▶ _Given task_:
Could you repeat the items from the start through the line containing "POLYGON ((308 228, 308", swapping "Outlines" for "Shapes" and keeping everything else as it is?
╔══
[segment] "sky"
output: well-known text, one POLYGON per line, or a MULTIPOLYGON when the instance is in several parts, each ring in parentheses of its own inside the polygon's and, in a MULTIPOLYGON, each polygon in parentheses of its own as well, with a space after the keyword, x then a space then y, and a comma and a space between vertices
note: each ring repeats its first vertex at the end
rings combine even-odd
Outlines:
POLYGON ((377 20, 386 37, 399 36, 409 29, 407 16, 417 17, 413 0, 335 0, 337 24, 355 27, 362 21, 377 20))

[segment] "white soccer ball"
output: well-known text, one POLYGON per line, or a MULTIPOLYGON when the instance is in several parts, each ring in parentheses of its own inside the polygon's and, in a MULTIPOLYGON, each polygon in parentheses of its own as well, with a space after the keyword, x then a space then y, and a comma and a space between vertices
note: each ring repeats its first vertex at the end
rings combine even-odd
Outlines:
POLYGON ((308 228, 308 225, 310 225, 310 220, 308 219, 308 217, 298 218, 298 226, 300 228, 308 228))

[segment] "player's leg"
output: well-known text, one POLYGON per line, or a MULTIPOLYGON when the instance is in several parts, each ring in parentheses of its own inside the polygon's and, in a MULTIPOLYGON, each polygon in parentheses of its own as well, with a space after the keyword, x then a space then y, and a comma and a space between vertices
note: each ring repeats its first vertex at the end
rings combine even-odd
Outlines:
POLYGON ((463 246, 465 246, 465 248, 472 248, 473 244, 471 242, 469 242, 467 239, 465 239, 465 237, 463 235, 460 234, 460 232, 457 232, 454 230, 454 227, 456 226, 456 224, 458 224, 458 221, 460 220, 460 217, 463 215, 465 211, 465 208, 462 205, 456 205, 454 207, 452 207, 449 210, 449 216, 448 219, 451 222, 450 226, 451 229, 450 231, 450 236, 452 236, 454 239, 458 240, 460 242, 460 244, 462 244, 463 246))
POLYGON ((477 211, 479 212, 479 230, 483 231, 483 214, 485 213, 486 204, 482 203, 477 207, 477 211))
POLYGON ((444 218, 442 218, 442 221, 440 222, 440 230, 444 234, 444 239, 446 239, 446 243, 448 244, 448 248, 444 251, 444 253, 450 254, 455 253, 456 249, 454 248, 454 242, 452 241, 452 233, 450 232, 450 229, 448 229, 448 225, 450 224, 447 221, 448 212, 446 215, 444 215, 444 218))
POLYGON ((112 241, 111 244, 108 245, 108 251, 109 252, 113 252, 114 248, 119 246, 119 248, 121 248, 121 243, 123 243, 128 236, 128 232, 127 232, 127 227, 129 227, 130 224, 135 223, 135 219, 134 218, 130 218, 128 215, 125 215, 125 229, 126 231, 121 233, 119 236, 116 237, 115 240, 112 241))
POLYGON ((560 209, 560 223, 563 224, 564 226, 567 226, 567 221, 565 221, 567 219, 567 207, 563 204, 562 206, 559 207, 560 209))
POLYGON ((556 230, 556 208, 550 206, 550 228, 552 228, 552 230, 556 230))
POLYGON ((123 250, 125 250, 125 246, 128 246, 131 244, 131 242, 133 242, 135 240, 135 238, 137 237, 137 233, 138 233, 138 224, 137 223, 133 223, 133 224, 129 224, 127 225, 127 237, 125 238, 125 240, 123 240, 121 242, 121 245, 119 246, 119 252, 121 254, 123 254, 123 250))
╚══
▶ _Response to this task_:
[segment] "sky"
output: well-known text, one POLYGON per line, or a MULTIPOLYGON when the instance is in several parts, each ring in parentheses of its own inside the polygon's and, in a MULTIPOLYGON, each polygon in parentheses of its own as well, with a space after the keyword, x then a space then y, and a comma and a space between vertices
note: each ring repeats its first vertex at the end
rings combine even-odd
Shapes:
POLYGON ((377 20, 386 37, 399 36, 409 29, 407 16, 417 17, 413 0, 335 0, 337 24, 355 27, 362 21, 377 20))

[segment] "white soccer ball"
output: well-known text, one POLYGON per line, or a MULTIPOLYGON when the instance is in several parts, each ring in parentheses of its own inside the polygon's and, in a MULTIPOLYGON, each polygon in parentheses of its own as well, with a space after the keyword, x then a space then y, and a comma and a space between vertices
note: each ring repeats its first vertex at the end
rings combine even-odd
Shapes:
POLYGON ((308 228, 308 225, 310 225, 310 220, 308 219, 308 217, 298 218, 298 226, 300 228, 308 228))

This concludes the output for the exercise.